_Source document_
Manjushree Technopack bets big on inorganic growth, eyes acquisitions

The company is currently in talks with four businesses for possible acquisitions.
Plastic packaging company Manjushree Technopack Ltd (MTL) is betting big on inorganic growth plans as the Advent International-backed firm aims to treble the revenue to around Rs 3,000 crore over the next three years.

The Bengaluru-headquartered company, which caters to multiple consumer goods companies, including Reckitt Benckiser, Procter & Gamble, Nestle and Coca-Cola, says acquisitions will play a big role in its business expansion plan and also help it achieve revenue targets, by 2024.

“We are more aggressive than earlier, and we see the Covid-19 crisis as an opportunity to grab some businesses that make sense to us,” said Sanjay Kapote, CEO, MTL. The company is currently in talks with four businesses for possible acquisitions. The PET bottles maker is targeting Rs 1,000 crore worth of sales to come through acquisitions in the next four years.

_Tasks and exercises_
1/ Name every consumer goods company that the Manjushree Technopack article gives as a customer of the firm.
2/ Summarize the Manjushree Technopack article in two sentences.
3/ Write the next part of the Manjushree Technopack article, picking up after its final sentence.

_Record extracts_
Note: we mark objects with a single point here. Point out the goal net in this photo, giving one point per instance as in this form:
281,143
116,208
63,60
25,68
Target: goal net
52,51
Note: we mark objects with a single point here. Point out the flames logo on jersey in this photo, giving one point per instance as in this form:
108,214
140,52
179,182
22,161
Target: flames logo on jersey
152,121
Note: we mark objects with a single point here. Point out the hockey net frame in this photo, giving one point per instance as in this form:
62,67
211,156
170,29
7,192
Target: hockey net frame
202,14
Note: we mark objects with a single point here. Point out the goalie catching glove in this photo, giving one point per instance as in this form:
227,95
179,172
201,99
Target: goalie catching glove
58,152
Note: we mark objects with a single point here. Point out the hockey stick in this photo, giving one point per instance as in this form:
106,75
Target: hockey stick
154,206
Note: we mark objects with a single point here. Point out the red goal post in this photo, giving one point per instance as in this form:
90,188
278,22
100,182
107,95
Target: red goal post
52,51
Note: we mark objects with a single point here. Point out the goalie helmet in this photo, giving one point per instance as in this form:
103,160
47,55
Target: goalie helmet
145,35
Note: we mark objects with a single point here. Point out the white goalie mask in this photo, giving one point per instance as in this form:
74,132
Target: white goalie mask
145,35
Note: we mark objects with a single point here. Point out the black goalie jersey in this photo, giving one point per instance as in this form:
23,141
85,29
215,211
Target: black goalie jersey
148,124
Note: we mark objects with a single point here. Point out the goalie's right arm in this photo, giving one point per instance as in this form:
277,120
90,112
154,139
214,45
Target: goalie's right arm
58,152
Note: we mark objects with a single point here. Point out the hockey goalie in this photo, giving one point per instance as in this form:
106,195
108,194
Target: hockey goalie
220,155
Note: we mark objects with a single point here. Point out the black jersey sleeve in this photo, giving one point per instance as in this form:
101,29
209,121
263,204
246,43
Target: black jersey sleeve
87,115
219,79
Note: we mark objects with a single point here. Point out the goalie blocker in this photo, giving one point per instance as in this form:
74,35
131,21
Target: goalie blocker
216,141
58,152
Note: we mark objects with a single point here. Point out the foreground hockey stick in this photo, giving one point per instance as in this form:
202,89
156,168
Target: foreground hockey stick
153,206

_Task results_
1/ Reckitt Benckiser, Procter & Gamble, Nestle, Coca-Cola

2/ Manjushree Technopack Ltd, a Bengaluru-headquartered plastic packaging company backed by Advent International, aims to treble its revenue to around Rs 3,000 crore over the next three years and is counting heavily on acquisitions to get there. It is in talks with four businesses, sees the Covid-19 crisis as a chance to buy ones that suit it, and is targeting Rs 1,000 crore of sales from acquisitions in the next four years.

3/
MTL had earlier acquired Varahi Polymers in 2016 to establish a footprint in the north. Last year, the company took over National Plastics, a company, which makes dispensers and pumps, to extend its products portfolio.

Apart from inorganic expansion, the company is also steadily expanding its capacity organically. It has set up a greenfield plant in Silvassa, near Gujarat, expanding its footprint in western India. With this, the company operates 7 rigid plastic manufacturing plants with a total annual capacity of 150,000 million tonnes per annum.  

Manjushree Technopack recently rolled out its first recycling plant in Bidadi, Bengaluru, to deliver recycled packaging to personal care, hygiene and home products companies at an investment of $3.5 million. The company plans to set up 3-4 more such plants in a couple of years to take the overall recycled raw material capacity from 6,000 MT to 20,000 MT.

“We have set up an ecosystem in which we collect used bottles, process and recycle them to produce quality output which can be used as a circular economy for non-food and non-pharma segments,” said Kapote.